▶ [PROBLEM DESCRIPTION] Rewrite the material as a numbered list with blank lines omitted, starting at the line that contains "Is there any kitchen" and ending after the line that contains "Is there any tile".

▶ [ITEMS]
□ □ □ □
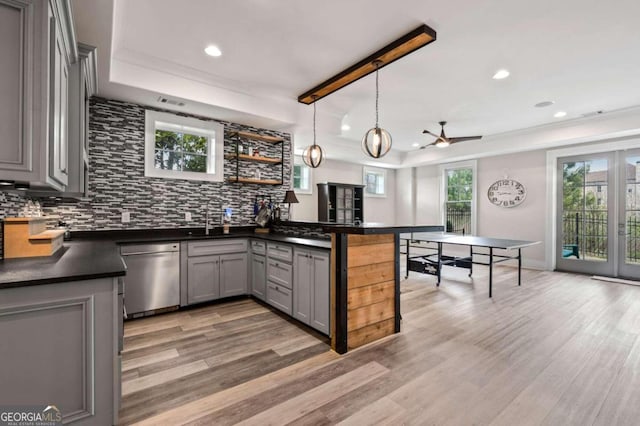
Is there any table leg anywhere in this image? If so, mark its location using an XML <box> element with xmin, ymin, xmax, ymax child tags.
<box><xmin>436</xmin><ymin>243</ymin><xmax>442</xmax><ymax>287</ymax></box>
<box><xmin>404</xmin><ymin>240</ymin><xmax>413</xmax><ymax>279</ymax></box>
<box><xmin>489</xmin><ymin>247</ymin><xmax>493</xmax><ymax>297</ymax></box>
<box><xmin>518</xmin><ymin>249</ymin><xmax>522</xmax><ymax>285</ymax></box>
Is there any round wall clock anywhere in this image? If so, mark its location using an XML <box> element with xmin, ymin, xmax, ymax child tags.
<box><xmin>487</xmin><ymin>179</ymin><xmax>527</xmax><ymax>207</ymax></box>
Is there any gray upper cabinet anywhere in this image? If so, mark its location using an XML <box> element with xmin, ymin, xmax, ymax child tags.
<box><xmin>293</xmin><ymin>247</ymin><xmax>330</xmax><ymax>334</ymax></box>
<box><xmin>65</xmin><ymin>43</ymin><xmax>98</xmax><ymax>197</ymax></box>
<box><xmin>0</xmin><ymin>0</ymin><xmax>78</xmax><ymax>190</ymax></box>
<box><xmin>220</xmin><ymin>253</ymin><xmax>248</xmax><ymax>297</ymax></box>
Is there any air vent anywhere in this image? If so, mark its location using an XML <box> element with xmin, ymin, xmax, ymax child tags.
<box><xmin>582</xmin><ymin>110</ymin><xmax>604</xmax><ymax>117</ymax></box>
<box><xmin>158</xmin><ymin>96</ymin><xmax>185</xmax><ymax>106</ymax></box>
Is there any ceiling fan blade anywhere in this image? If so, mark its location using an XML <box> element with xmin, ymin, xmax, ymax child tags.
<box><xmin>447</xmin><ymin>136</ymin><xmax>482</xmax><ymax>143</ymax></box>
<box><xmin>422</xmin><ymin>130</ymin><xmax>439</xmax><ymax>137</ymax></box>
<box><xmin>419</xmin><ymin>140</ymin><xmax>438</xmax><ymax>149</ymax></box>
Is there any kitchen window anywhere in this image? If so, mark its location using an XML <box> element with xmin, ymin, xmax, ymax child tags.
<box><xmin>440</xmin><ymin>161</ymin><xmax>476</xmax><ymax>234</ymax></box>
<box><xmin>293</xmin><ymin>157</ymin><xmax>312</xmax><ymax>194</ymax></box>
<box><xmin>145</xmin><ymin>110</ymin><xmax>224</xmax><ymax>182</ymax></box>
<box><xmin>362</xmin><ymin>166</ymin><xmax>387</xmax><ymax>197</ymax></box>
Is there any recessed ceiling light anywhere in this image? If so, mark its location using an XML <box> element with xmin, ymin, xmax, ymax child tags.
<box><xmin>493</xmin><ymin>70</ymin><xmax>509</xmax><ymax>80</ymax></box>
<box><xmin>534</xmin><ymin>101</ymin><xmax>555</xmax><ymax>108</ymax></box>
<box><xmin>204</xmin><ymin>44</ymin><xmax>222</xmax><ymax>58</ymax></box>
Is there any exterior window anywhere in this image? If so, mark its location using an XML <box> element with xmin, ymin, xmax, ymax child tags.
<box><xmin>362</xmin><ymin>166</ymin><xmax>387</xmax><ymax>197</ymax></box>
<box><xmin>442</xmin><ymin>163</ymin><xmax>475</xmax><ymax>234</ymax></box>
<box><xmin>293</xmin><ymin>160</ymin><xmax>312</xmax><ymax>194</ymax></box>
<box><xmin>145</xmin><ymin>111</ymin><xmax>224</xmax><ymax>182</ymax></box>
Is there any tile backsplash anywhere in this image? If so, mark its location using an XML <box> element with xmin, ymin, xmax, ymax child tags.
□ □ □ □
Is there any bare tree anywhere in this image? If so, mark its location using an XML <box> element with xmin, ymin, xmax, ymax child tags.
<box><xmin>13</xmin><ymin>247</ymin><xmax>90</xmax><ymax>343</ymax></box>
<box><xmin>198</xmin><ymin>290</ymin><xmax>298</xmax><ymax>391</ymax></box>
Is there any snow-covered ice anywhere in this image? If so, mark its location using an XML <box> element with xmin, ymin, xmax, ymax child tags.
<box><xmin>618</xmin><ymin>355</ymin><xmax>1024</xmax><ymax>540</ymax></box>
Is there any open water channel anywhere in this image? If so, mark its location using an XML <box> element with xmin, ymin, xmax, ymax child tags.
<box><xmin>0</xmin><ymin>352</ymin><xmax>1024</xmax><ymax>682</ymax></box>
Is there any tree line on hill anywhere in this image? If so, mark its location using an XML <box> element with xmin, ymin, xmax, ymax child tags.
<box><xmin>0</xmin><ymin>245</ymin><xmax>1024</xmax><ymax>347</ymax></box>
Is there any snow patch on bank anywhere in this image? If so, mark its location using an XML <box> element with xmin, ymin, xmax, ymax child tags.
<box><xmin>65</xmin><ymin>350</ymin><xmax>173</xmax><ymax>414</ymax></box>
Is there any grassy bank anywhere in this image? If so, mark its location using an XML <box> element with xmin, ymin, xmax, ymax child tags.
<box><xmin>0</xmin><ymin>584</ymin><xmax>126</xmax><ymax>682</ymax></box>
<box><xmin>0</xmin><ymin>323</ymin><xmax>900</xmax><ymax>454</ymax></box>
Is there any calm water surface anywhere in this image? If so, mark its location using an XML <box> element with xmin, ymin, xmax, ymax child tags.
□ □ □ □
▶ [OUTPUT OF THE TASK]
1. Is there any kitchen window anywhere in this image? If so, mark its location using an XML <box> element with xmin, ymin, xmax, ymax child tags.
2. <box><xmin>440</xmin><ymin>161</ymin><xmax>476</xmax><ymax>234</ymax></box>
3. <box><xmin>293</xmin><ymin>157</ymin><xmax>312</xmax><ymax>194</ymax></box>
4. <box><xmin>145</xmin><ymin>110</ymin><xmax>224</xmax><ymax>182</ymax></box>
5. <box><xmin>362</xmin><ymin>166</ymin><xmax>387</xmax><ymax>197</ymax></box>
6. Is there any recessed ceiling light anywhere in this image? If so, mark its location using an XML <box> element with xmin, ymin, xmax, ymax child tags.
7. <box><xmin>493</xmin><ymin>70</ymin><xmax>509</xmax><ymax>80</ymax></box>
8. <box><xmin>534</xmin><ymin>101</ymin><xmax>555</xmax><ymax>108</ymax></box>
9. <box><xmin>204</xmin><ymin>44</ymin><xmax>222</xmax><ymax>58</ymax></box>
10. Is there any exterior window anywhere in this image? If so, mark its location using an XML <box> element with xmin, ymin, xmax, ymax child tags.
11. <box><xmin>362</xmin><ymin>166</ymin><xmax>387</xmax><ymax>197</ymax></box>
12. <box><xmin>442</xmin><ymin>163</ymin><xmax>475</xmax><ymax>234</ymax></box>
13. <box><xmin>293</xmin><ymin>160</ymin><xmax>312</xmax><ymax>194</ymax></box>
14. <box><xmin>145</xmin><ymin>111</ymin><xmax>224</xmax><ymax>182</ymax></box>
15. Is there any tile backsplash anywhere in this image? If so, mark its location using an XML <box> element with xmin, ymin, xmax, ymax child tags.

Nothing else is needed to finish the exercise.